## [Given request 1]
Please say whether each statement below agrees with the text on Ukraine and NATO, answering yes or no and quoting the deciding words of the text. (a) The text says the US government bombed Somalia today. (b) The text describes itself as a WHATABOUT column. (c) According to the text, Stoltenberg announced that NATO countries would send fewer weapons to Ukraine.

━━ Text block ━━

Ironically, as the US government and its obedient media were hysterically telling us we must demand Russian blood for their attack on a Ukraine that had not attacked them first, the US government today bombed a Somalia that had not attacked it first. And let’s not even talk about the horrific Saudi genocide (with full US support) in Yemen.

This is not a WHATABOUT column, however. It’s just to point out how manipulated Americans are by the unholy partnership between government, Washington parasitical elites, and the media.

Perhaps the only thing worse are the third-tier flunkies who do their bidding in international organizations.

Today NATO Secretary General Jens Stoltenberg announced that NATO countries were going to send more weapons to Ukraine. Brilliant! Bureaucrats, especially stupid ones, always double down then their policies are shown to be failures.

As one report quoted the failed Swedish politico/NATO chief:  ‘We see rhetoric, the messages, which is strongly indicating that the aim is to remove the democratically-elected government in Kiev,’ he announced after a meeting with NATO leaders. What? NATO must send weapons to Ukraine because Russia is attempting to remove its democratically-elected government? How dare they! Don’t they know that’s OUR job?

Here’s the side we should be on in Ukraine and everywhere else: non-intervention in the affairs of others. Today’s Ukraine nightmare is the product of a US foreign policy that overthrew not one, but two elected Ukrainian governments because the people chose a president that Washington’s pampered elites didn’t like.

━━━

## [Given request 2]
Edit the entries starting with the line with "find the fold-down rear step" and going on through the end of the entries, replacing "marker" with "point" and leaving all else unchanged.

━━ Dataset excerpts ━━

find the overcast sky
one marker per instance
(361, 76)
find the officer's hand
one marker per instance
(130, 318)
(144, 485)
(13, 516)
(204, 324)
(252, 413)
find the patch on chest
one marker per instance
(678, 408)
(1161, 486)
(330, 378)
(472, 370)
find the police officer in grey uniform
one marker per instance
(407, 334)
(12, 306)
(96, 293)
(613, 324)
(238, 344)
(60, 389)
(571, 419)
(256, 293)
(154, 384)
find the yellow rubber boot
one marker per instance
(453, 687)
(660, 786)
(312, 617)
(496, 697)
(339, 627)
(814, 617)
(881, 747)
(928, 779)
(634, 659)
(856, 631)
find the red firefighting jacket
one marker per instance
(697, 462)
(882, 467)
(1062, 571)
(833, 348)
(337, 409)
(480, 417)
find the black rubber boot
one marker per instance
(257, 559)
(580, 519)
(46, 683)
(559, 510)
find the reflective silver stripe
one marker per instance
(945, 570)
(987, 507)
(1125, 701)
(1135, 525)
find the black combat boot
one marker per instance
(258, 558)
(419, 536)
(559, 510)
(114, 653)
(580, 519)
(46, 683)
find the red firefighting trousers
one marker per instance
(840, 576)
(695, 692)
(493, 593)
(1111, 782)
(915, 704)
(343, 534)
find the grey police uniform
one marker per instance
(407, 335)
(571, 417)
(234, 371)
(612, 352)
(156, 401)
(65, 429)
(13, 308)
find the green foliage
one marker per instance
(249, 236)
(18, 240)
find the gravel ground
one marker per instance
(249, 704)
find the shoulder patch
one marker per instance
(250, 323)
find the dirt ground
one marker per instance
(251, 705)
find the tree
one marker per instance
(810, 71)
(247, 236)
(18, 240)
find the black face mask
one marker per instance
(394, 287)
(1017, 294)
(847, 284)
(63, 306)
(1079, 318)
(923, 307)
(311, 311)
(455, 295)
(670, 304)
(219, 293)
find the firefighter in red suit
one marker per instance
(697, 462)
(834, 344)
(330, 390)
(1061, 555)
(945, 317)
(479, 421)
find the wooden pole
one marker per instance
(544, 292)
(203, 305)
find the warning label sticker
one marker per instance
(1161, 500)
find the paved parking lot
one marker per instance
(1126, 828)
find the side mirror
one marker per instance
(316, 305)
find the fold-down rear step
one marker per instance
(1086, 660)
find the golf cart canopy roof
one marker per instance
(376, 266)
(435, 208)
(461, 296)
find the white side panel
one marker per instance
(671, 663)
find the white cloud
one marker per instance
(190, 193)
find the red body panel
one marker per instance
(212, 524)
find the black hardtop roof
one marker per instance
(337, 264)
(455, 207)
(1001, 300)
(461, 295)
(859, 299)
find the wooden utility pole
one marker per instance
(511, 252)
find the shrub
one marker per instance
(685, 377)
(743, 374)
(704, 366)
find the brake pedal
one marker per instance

━━━

## [Right answer 1]
(a) Yes: "the US government today bombed a Somalia that had not attacked it first"
(b) No: "This is not a WHATABOUT column, however."
(c) No: "NATO countries were going to send more weapons to Ukraine"

## [Right answer 2]
find the fold-down rear step
one point per instance
(1086, 660)
find the golf cart canopy roof
one point per instance
(376, 266)
(435, 208)
(461, 296)
find the white side panel
one point per instance
(671, 663)
find the white cloud
one point per instance
(190, 193)
find the red body panel
one point per instance
(212, 524)
find the black hardtop roof
one point per instance
(337, 264)
(455, 207)
(1001, 300)
(461, 295)
(859, 299)
find the wooden utility pole
one point per instance
(511, 252)
find the shrub
one point per instance
(685, 377)
(743, 374)
(704, 366)
find the brake pedal
one point per instance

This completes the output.